TASK STATEMENT
Pick out each line in the records below that contains the word "running", and copy those lines in full. Case matters when matching.
┌─ RECORDS PROVIDED
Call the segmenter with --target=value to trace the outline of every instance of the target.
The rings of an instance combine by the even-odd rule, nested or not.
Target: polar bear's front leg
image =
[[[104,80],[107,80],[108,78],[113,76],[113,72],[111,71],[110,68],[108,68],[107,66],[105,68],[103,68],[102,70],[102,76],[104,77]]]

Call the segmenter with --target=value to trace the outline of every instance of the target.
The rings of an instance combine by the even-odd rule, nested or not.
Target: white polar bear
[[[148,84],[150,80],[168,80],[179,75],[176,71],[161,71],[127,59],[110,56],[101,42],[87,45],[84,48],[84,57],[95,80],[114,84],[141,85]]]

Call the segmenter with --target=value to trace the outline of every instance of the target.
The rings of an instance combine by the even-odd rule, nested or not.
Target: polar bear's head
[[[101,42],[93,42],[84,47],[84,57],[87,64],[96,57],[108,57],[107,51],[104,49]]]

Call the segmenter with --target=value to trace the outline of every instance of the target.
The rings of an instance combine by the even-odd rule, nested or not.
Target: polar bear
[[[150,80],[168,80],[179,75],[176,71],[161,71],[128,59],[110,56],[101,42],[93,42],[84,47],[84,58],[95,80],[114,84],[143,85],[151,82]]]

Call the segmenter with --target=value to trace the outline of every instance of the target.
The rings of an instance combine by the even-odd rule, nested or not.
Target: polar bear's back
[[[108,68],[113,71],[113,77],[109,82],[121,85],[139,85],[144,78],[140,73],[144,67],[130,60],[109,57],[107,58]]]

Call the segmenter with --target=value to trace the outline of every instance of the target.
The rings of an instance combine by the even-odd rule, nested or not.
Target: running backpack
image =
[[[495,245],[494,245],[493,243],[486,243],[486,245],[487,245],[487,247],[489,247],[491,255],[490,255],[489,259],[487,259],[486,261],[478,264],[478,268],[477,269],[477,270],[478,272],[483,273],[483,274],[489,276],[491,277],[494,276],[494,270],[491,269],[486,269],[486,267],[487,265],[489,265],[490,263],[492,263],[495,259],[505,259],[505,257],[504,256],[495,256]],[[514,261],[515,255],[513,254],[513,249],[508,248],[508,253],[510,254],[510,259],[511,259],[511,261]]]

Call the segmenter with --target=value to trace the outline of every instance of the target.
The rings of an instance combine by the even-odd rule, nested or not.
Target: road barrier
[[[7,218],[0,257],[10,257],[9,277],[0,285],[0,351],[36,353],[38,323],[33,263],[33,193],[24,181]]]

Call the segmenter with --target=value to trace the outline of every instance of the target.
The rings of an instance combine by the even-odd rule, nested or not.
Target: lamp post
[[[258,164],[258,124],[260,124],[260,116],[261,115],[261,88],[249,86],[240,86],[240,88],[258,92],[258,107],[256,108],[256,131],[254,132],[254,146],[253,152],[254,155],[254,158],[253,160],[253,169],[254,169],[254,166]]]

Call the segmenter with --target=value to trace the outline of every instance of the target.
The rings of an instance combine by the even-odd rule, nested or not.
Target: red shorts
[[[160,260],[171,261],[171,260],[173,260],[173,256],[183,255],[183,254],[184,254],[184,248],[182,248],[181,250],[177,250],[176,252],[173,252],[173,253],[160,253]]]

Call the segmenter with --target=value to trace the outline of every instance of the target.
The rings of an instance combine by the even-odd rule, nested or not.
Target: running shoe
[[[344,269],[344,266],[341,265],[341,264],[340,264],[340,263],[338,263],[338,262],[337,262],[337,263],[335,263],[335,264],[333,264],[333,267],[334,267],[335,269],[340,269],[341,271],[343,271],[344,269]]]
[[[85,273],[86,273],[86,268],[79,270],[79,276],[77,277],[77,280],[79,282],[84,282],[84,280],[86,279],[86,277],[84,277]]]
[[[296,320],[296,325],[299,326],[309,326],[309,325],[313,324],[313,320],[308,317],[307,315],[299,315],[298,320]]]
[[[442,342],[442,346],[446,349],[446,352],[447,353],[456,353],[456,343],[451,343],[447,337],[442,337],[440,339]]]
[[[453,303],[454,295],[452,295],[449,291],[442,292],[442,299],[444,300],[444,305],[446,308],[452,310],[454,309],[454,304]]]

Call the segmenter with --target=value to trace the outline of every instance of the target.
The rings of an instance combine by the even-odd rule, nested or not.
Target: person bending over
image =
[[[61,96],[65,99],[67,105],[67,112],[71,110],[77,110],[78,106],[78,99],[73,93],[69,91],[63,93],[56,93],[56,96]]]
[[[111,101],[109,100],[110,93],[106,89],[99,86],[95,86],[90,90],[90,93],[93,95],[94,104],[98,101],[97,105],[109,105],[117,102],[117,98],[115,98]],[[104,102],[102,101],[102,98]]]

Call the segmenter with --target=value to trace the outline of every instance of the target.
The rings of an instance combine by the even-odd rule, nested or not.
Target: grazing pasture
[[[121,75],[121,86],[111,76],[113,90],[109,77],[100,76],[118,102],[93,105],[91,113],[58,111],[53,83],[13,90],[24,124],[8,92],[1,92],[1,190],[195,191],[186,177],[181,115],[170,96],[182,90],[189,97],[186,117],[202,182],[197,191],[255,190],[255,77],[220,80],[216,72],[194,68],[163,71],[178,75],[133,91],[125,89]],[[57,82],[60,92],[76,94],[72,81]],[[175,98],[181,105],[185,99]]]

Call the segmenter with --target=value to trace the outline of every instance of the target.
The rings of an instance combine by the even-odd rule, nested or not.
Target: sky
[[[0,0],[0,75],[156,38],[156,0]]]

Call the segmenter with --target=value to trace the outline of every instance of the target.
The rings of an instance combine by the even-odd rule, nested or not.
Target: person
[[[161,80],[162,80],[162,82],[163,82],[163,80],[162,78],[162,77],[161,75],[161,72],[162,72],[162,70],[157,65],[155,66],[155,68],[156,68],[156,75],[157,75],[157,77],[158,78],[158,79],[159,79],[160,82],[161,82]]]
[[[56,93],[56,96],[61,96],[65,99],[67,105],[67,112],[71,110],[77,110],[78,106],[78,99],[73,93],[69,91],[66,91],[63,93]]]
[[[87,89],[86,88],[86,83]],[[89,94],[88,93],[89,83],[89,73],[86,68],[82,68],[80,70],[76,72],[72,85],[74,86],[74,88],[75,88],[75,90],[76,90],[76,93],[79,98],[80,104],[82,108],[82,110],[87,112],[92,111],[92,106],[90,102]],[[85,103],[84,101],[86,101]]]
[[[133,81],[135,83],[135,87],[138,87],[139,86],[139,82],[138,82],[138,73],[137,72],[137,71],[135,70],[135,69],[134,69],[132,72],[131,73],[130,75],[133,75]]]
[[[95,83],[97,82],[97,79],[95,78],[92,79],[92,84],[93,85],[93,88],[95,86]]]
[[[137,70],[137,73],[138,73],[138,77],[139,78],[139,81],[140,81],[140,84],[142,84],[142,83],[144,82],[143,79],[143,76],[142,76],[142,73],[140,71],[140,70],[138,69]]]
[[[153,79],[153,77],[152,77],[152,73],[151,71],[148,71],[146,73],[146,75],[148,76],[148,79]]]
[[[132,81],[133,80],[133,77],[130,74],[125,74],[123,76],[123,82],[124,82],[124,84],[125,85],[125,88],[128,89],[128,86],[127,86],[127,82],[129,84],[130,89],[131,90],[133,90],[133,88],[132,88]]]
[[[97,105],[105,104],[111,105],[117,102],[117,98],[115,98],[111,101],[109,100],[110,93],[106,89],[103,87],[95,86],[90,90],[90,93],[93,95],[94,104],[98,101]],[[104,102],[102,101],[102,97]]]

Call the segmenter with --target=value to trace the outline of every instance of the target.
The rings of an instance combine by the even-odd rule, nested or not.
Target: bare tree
└─
ANSWER TO THIS TASK
Target: running backpack
Target: running shoe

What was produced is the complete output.